**Problem statement**. Where an entry contains an image, leave the image out; restate everything else exactly.

((

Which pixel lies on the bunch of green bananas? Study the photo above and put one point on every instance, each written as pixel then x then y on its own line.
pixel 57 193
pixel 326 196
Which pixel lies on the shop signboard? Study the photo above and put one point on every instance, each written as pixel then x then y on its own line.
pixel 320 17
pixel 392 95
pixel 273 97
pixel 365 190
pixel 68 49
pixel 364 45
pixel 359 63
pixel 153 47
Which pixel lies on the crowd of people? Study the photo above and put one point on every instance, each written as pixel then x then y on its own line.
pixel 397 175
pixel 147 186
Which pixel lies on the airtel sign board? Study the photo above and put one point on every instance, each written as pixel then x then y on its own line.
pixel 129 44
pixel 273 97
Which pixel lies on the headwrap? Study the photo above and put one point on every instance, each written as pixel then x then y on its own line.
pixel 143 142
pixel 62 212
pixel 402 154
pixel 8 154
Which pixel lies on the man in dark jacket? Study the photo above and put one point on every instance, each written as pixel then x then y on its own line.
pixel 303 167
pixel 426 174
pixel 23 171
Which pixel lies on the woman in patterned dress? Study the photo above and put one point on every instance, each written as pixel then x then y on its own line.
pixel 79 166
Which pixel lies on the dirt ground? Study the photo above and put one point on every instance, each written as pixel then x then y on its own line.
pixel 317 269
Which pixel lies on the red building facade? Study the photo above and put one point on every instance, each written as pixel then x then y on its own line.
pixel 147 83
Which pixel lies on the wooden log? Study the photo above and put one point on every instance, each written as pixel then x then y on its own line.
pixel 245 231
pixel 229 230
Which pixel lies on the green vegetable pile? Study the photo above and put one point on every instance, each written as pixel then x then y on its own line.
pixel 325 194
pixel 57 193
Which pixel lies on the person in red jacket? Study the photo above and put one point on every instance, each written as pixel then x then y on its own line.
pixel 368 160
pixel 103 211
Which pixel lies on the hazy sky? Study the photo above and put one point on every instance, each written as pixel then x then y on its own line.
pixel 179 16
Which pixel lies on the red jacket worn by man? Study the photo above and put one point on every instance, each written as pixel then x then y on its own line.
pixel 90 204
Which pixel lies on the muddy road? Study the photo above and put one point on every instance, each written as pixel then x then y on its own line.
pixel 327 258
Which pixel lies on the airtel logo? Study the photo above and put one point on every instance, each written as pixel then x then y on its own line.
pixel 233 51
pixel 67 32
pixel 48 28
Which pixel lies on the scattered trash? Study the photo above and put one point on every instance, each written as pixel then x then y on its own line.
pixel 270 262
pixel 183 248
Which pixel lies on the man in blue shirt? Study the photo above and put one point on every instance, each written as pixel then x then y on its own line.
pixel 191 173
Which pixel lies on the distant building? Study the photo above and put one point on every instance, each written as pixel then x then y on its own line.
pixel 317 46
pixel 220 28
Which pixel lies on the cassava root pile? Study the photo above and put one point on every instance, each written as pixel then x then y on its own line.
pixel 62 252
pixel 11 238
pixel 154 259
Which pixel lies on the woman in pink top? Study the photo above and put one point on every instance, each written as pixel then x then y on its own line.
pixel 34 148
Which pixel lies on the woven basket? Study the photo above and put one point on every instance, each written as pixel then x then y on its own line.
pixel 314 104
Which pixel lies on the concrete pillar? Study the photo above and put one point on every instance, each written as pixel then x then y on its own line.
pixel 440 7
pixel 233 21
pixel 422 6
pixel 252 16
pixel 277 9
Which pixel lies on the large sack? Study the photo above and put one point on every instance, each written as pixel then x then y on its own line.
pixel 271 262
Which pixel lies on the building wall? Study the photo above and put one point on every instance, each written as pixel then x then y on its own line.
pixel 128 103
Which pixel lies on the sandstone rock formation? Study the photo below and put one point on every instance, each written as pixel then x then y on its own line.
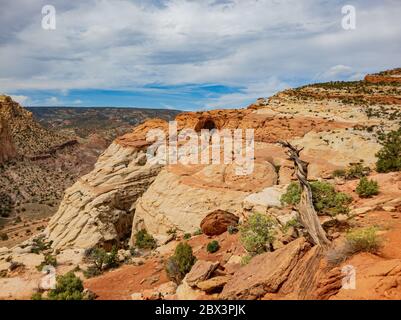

))

**Response box**.
Which pixel lies on the bunch of green bananas? Study the photo above and put one point on every instance, each written as pixel then x then y on its own line.
pixel 57 193
pixel 326 196
Which pixel lies on the shop signboard? Study the photo above and put one point on every instance, each written as pixel then x then y on its own line.
pixel 320 17
pixel 392 95
pixel 273 97
pixel 365 190
pixel 68 49
pixel 364 45
pixel 359 63
pixel 153 47
Which pixel lies on the crowd of people? Study the photo above and put one point on every instance, each written as pixel then x then y on its own line.
pixel 397 175
pixel 147 186
Which pixel lies on the airtel sign board? Study the photo above and put one point on every instance, each written as pixel then x then y on its own line.
pixel 129 44
pixel 273 97
Which pixel lies on the headwrap? Study the photo above and put one point on every instance, each written as pixel then x then y on its own line.
pixel 143 142
pixel 62 212
pixel 402 154
pixel 8 154
Which pixel lies on the man in dark jacket? Study the photo above and put one point on every instance, each written as pixel then x then y on its own line.
pixel 303 167
pixel 426 174
pixel 23 171
Which pixel lies on the woman in patterned dress? Study the photo above and put one point on every instance, each written as pixel then x then y on its own line.
pixel 79 166
Which pixel lies on the dirt ground? Study the photo above and put one point on every instance, each written as pixel then x then y on its own line.
pixel 317 269
Which pixel lies on the red building facade? Study the photo above and put one point on every instance, each written as pixel then x then y on its own line.
pixel 147 83
Which pixel lies on the wooden log? Study the photo above and put one point on every instance, each written as pixel then x then y on its own line.
pixel 245 231
pixel 229 230
Which pixel lies on the green vegetable pile? Study the photo above and put one point on every instance, each written as pixel then x then y on its own line.
pixel 325 194
pixel 57 193
Which pixel lies on the person in red jacket? Study the photo above and put one point on every instance, each written as pixel then x then y on its own line.
pixel 368 160
pixel 103 211
Which pixel lies on the hazy sky? Study the photo above and put one point on every instance, each written as pixel then x then y on its own line.
pixel 179 16
Which pixel lies on the red jacket worn by man? Study the photo above and put one point on every instance, each written as pixel then x then y on its own line.
pixel 90 204
Which pixel lies on the muddy road? Study the photo above and put one point on every instance, each written as pixel then x then y on its own line.
pixel 327 258
Which pixel lies on the airtel logo? Study the photo above and put one point on every instance, each written as pixel then x then y on its own line.
pixel 233 51
pixel 67 32
pixel 48 28
Which pixel lies on the scattered trash? Study the photo above and put one point on every instance, each written as pixel then x then y on its own line.
pixel 270 262
pixel 183 248
Which pixel lies on the man in blue shirt? Study the photo above and put one point on every instance, each written as pixel then x then y on its own line.
pixel 191 173
Which pixel lies on the distant building? Study the photo above and put one point on every instance, each written as pixel then x then y on its own line.
pixel 317 46
pixel 220 28
Which pixel lies on the cassava root pile? Study the photo above and put one point on every instance, each written as pixel then x then y on its own line.
pixel 62 252
pixel 11 238
pixel 154 259
Which pixel lies on the woman in pink top? Study the photo above and put one point on every instance, each written as pixel then x then y on its own line.
pixel 34 148
Which pixel lies on the woven basket? Study the photo above and put one point on every instance, each written as pixel then x then y on its own line.
pixel 314 104
Which pixel lies on the concrete pillar? Study the photo above and put one point on every instance, each written as pixel then x then y on its own line.
pixel 440 7
pixel 233 21
pixel 422 6
pixel 252 16
pixel 277 9
Which pixel lies on the large sack? Study the photo above and put one point on every instance, each written as pixel then x then y on its own line.
pixel 271 262
Which pixel lies on the building wall? Study the photo above and put one point on every instance, each written as pixel then x then y on its own line.
pixel 128 103
Which pixel lies on the sandstone rock formation? Study the photo below and put one point on every instance, each written as pixel then x then y on its own line.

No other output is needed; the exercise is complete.